**Set task**
Duplicate the material below line for line, leaving the pictures out of your answer.

**Material supplied**
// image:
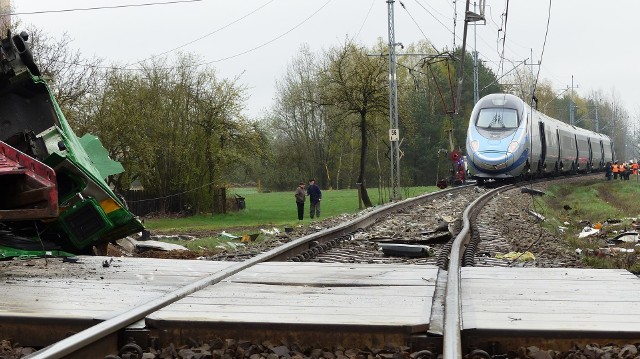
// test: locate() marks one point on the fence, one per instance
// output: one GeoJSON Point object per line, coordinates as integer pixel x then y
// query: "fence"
{"type": "Point", "coordinates": [144, 203]}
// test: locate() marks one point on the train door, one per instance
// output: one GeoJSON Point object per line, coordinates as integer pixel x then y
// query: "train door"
{"type": "Point", "coordinates": [543, 147]}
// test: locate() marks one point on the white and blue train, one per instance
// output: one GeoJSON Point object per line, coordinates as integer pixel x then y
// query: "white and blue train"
{"type": "Point", "coordinates": [507, 139]}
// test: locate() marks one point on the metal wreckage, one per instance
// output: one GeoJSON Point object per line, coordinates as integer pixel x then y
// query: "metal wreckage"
{"type": "Point", "coordinates": [54, 199]}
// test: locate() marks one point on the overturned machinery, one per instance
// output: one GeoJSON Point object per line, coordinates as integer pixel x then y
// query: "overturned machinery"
{"type": "Point", "coordinates": [52, 183]}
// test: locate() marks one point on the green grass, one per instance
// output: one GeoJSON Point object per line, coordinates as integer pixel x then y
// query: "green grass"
{"type": "Point", "coordinates": [275, 209]}
{"type": "Point", "coordinates": [596, 202]}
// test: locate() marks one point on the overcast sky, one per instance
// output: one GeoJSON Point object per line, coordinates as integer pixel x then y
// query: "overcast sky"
{"type": "Point", "coordinates": [257, 39]}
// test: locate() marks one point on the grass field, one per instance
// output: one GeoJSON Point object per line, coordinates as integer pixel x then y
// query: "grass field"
{"type": "Point", "coordinates": [275, 209]}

**Complete response**
// image:
// test: locate() marks one point on the fence, one per instance
// output: one GeoJSON Point object per line, coordinates as integer pixel x then y
// query: "fence"
{"type": "Point", "coordinates": [144, 203]}
// test: locate() marks one point on the train door, one per instance
// output: one GeoJSON Point object per line, coordinates as integer pixel x then y
// query: "train door"
{"type": "Point", "coordinates": [543, 147]}
// test: locate() marks one point on the white and blue train, one per instance
// output: one GeoJSON Point object per line, coordinates as integer pixel x then y
// query: "white and blue train"
{"type": "Point", "coordinates": [507, 139]}
// test: locate() marks one point on the metal wreckage, one per instance
// output: one GeoJSON Point object per line, coordinates as integer pixel x then y
// query: "metal wreckage"
{"type": "Point", "coordinates": [54, 199]}
// test: locate() marks one point on the overturned machinery, one per instance
// output: one GeoJSON Point object per line, coordinates as integer pixel x then y
// query: "overturned machinery"
{"type": "Point", "coordinates": [52, 183]}
// test: locate() marks one point on the green grass, one per instance
// output: one GeoJSON Point object per line, coordinates as integer pixel x then y
// query: "green grass"
{"type": "Point", "coordinates": [275, 209]}
{"type": "Point", "coordinates": [596, 202]}
// test: locate() marks one point on the overcast sky, one per instance
// output: one GeoJSON Point object per line, coordinates as integer pixel x then y
// query: "overcast sky"
{"type": "Point", "coordinates": [257, 39]}
// test: locate() marks one point on the grass field, one per instance
// output: one GeoJSON Point object per line, coordinates as integer pixel x then y
// query: "grass field"
{"type": "Point", "coordinates": [275, 209]}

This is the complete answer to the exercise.